If that's no joke, why am I laughing so hard?! Someone who can't handle couch pillows being used can handle pee on the floor? Is this by the bed or in the bathroom? Well, in his defense, that is awfully early to get up.




MorningRoll said:


> My husband has a different idea of what it means to parent. His mother believes the more you hit s kid, the better behaved he will be. My husband isn’t quite that extreme, but the idea that you could give an order and the kid say “why?” Blows his mind. That’s the opposite of how I am. I don’t believe in corporal punushmebt. No one ever hit me. I never broke a law, did drugs, or failed a class. I graduated college with honors. So...spanking for disobedience is not something I really understand. My son is gifted, advanced, somewhat bratty, but will follow instructions if given. If I say, “pick up
> Your trash and put it in the trash can” , he does. It. No threat required. If I say don’t lay in the pillow because you will squish it, he asks why. I don’t know why. It’s a pillow. He can’t put it on the floor, so...where does it go?? There are 7 pillows. Do we sit on the edge of the couch??? I can’t help that my child, like me, need a reason for a rule. I need a reason. And “because I said so” isn’t a good one. My child is an only child who acts like a brat sometimes. Not always. BUT he would never vandalize, destroy or harm. If he doesn’t want to share, he loses privileges. I’m not sure what other things in supposed to teach. Ma’am and Sir are not my upbringing.

**Check your understanding**:
1/ In the forum post, rewrite the part that opens with the words containing "If that's no" and closes with "early to get up.", putting "sofa cushions" in place of "couch pillows".
2/ Translate this sentence from the forum post into Spanish: "I never broke a law, did drugs, or failed a class."
3/ According to the forum post, how many pillows are there?

**Extracted material**:
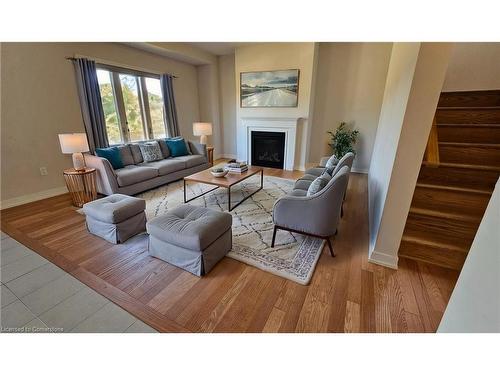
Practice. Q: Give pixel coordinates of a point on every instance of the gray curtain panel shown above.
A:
(91, 104)
(170, 111)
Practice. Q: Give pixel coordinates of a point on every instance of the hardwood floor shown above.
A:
(346, 293)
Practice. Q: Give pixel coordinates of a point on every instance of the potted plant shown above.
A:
(342, 140)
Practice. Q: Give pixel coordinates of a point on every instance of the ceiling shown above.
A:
(218, 48)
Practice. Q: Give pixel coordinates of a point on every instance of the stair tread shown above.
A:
(472, 125)
(446, 215)
(466, 144)
(454, 188)
(469, 107)
(464, 166)
(438, 244)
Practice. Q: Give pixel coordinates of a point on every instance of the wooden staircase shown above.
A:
(456, 179)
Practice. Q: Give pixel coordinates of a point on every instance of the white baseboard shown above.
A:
(28, 198)
(226, 156)
(383, 260)
(359, 170)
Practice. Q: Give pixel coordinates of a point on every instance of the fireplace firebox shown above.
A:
(268, 149)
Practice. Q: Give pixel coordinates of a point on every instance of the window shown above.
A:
(109, 105)
(133, 105)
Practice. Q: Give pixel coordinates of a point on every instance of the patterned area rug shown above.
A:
(294, 256)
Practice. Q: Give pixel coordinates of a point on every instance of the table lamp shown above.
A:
(75, 144)
(202, 129)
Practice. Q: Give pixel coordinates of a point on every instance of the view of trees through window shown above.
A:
(109, 106)
(132, 94)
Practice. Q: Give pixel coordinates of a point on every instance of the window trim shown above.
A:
(140, 78)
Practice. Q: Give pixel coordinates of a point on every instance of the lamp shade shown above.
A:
(74, 142)
(202, 128)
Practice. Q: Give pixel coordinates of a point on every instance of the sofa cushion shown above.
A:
(177, 146)
(132, 174)
(192, 160)
(114, 208)
(316, 172)
(112, 154)
(298, 193)
(190, 227)
(126, 154)
(166, 166)
(150, 151)
(317, 185)
(164, 148)
(308, 177)
(302, 184)
(136, 153)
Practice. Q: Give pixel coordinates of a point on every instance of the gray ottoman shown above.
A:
(190, 237)
(116, 217)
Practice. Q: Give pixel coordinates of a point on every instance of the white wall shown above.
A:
(474, 305)
(473, 66)
(350, 87)
(414, 82)
(42, 101)
(278, 56)
(227, 103)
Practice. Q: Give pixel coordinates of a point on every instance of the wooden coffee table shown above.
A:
(227, 182)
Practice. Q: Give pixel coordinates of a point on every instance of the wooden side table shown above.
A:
(210, 152)
(81, 185)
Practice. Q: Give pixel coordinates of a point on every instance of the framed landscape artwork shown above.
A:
(278, 88)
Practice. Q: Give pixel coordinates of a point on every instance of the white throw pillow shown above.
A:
(317, 185)
(150, 151)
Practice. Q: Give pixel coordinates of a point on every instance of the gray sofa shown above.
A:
(137, 176)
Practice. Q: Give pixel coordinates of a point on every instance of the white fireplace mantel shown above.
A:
(270, 124)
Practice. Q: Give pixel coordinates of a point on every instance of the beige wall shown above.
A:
(473, 66)
(208, 97)
(279, 56)
(474, 305)
(39, 100)
(350, 87)
(227, 103)
(414, 81)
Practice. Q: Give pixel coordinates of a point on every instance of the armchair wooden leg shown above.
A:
(330, 246)
(274, 235)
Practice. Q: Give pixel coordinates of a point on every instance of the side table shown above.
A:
(81, 185)
(210, 152)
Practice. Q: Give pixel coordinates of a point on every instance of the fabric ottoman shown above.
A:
(116, 217)
(190, 237)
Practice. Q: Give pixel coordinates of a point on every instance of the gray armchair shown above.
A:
(312, 173)
(317, 215)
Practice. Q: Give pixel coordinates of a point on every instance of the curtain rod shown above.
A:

**Answers to the tasks**:
1/
If that's no joke, why am I laughing so hard?! Someone who can't handle sofa cushions being used can handle pee on the floor? Is this by the bed or in the bathroom? Well, in his defense, that is awfully early to get up.

2/ Nunca violé una ley, consumí drogas ni reprobé una materia.

3/ There are 7 pillows.